### WORK TO BE COMPLETED:
Reproduce the records precisely. Every line should be included.

### Point-per-instance localization data:
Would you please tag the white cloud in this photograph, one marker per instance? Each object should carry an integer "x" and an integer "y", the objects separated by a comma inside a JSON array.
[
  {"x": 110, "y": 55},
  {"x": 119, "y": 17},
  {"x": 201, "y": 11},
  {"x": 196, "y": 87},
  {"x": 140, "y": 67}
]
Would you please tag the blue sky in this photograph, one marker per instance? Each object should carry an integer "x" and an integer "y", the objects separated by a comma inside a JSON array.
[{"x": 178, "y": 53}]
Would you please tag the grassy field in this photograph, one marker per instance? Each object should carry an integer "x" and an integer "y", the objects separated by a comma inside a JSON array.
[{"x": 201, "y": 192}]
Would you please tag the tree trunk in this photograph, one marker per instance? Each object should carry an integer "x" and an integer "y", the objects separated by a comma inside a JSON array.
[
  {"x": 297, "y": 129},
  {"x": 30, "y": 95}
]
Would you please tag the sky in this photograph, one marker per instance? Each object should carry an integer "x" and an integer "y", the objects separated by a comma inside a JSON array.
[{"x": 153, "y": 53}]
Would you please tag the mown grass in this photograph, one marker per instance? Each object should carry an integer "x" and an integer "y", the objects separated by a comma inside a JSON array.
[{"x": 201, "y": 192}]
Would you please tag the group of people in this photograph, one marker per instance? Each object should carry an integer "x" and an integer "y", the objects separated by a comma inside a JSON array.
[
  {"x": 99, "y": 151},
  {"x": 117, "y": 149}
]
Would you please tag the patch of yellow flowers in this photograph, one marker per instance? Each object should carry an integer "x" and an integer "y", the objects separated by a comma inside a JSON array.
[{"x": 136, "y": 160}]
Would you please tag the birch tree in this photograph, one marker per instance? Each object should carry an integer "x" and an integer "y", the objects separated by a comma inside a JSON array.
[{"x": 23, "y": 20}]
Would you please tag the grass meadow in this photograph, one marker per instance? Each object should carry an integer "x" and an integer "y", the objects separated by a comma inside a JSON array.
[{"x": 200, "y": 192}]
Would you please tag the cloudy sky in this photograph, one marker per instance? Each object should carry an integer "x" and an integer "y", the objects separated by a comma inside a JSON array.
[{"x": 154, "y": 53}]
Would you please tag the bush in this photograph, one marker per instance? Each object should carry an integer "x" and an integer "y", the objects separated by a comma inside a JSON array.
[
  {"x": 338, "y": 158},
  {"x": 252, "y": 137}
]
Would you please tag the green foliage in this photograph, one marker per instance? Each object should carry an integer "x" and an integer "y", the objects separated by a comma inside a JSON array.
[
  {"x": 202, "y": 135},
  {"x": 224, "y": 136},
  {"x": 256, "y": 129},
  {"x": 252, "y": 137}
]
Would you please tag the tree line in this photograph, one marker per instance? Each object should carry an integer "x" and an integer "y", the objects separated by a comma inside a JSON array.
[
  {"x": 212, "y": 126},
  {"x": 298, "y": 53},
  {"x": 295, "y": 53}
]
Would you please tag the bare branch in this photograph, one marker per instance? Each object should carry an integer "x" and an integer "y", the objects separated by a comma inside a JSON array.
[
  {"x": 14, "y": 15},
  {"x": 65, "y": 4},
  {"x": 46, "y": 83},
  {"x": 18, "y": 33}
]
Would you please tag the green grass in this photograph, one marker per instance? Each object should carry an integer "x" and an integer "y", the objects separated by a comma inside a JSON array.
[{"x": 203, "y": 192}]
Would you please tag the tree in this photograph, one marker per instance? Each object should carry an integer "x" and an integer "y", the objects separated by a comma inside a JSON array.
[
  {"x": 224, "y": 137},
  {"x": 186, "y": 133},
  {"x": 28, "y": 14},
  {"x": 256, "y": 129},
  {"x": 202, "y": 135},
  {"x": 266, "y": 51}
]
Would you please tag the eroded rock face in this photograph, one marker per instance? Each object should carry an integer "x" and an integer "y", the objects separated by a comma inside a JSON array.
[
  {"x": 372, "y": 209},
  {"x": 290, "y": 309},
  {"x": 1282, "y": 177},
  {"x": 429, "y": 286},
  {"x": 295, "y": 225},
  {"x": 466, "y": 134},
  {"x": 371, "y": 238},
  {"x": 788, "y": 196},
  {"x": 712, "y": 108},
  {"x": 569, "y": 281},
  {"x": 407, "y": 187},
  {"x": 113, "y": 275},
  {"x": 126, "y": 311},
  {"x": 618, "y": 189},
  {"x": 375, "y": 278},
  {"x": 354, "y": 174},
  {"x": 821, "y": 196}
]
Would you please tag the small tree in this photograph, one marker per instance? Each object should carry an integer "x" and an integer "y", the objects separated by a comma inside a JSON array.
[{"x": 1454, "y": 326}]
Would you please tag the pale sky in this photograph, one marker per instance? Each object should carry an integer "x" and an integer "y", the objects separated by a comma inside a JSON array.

### EXPECTED ANSWER:
Would you please tag the white cloud in this photograph, one marker per instance? Each object should carry an integer "x" and an integer "y", the objects separated by a comma inside a JSON array.
[
  {"x": 110, "y": 55},
  {"x": 119, "y": 17},
  {"x": 201, "y": 11},
  {"x": 196, "y": 87},
  {"x": 140, "y": 67}
]
Would you please tag the blue sky in this photograph, one marker per instance? Each object should carry an integer "x" and an integer "y", the objects separated by a comma inside a JSON array.
[{"x": 178, "y": 53}]
Would you please tag the grassy field in this photograph, one marker per instance? Each object should carry an integer "x" and an integer "y", the objects separated by a comma inside a JSON array.
[{"x": 201, "y": 192}]
Would you please tag the tree trunk in this photograph, one marker per instance? Each object should carry an integer "x" and an integer "y", the objects separated by a comma inside a JSON array.
[
  {"x": 297, "y": 129},
  {"x": 30, "y": 95}
]
Would you please tag the sky in this photograph, one marker per instance? Each object should carry an integer "x" and an integer "y", the objects separated by a comma inside a JSON array.
[{"x": 153, "y": 53}]
Would you please tag the mown grass in this photograph, one marker per instance? Each object should carry an integer "x" and an integer "y", the objects separated by a comma inside a JSON array.
[{"x": 201, "y": 192}]
Would you please tag the group of people in this photograph, one marker per instance? Each object should carry an integer "x" and an integer "y", the objects separated by a comma inside a JSON array.
[
  {"x": 99, "y": 151},
  {"x": 117, "y": 149}
]
Would you please tag the patch of yellow flowers in this photograph, one marker per instance? Each object should carry an integer "x" and an integer "y", the objects separated by a comma inside a JSON array.
[{"x": 136, "y": 160}]
Would you please tag the birch tree in this photograph, one marker per instance? Each object should carry an integer "x" and an integer "y", the objects separated by a comma inside a JSON array.
[{"x": 23, "y": 20}]
Would you please tag the grass meadow in this photograph, one marker per instance? Each object should carry an integer "x" and an integer "y", the objects separated by a comma inside a JSON array.
[{"x": 200, "y": 192}]
Would you please tag the cloudy sky in this photograph, one marker per instance? Each object should carry an integer "x" and an integer "y", the objects separated by a comma inside a JSON array.
[{"x": 154, "y": 53}]
Would you please tag the bush in this photograph, one marker per instance? Each object should carry an integer "x" and an integer "y", the objects separated by a comma inside a JSON array.
[
  {"x": 338, "y": 158},
  {"x": 252, "y": 137}
]
Would you please tag the green foliage in this photograph, one marker per instance? Each object should carry an integer "x" and an integer "y", the objects separated by a comma inside a JSON array.
[
  {"x": 202, "y": 135},
  {"x": 224, "y": 136},
  {"x": 256, "y": 129},
  {"x": 252, "y": 137}
]
Would you please tag the tree line in this photograph, one marker per instance? Each object should carry an integer "x" and an integer "y", the objects separated by a comma inside a JSON array.
[
  {"x": 212, "y": 126},
  {"x": 298, "y": 53},
  {"x": 295, "y": 53}
]
Would you please tag the bare branch in this photograph, one marker per instance? Each object should carry an integer "x" and an integer "y", the objects separated by a comma inside a JSON array.
[
  {"x": 14, "y": 15},
  {"x": 65, "y": 4},
  {"x": 46, "y": 83},
  {"x": 18, "y": 33}
]
Would you please tag the green grass in this photograph, one marker per instance? Each object should carry an integer "x" and an integer "y", the objects separated by a comma inside a JSON array.
[{"x": 203, "y": 192}]
Would you please tag the tree in this photograph, one marker per instance? Each object should carry an integer "x" and an integer "y", the objects separated by a comma inside a JSON array.
[
  {"x": 224, "y": 137},
  {"x": 186, "y": 133},
  {"x": 28, "y": 14},
  {"x": 256, "y": 129},
  {"x": 202, "y": 135},
  {"x": 266, "y": 51}
]
Would you please tag the eroded rock face in this photograph, one marker per instance? Each object should carry an integer "x" and an integer "y", the objects separated by a comma inside a JSON array.
[
  {"x": 372, "y": 209},
  {"x": 290, "y": 309},
  {"x": 1282, "y": 177},
  {"x": 429, "y": 286},
  {"x": 295, "y": 225},
  {"x": 466, "y": 134},
  {"x": 371, "y": 238},
  {"x": 788, "y": 196},
  {"x": 712, "y": 108},
  {"x": 569, "y": 281},
  {"x": 407, "y": 187},
  {"x": 113, "y": 275},
  {"x": 126, "y": 311},
  {"x": 618, "y": 189},
  {"x": 375, "y": 278},
  {"x": 354, "y": 174},
  {"x": 821, "y": 196}
]
Would you please tag the small tree in this photograph, one marker per instance? Each object should carry an integer "x" and an integer "y", the objects separated by a comma inside a JSON array.
[{"x": 1454, "y": 326}]
Would you please tag the pale sky in this photograph, one marker per instance? Each object should carry an integer "x" and an integer "y", the objects separated by a comma inside a JSON array.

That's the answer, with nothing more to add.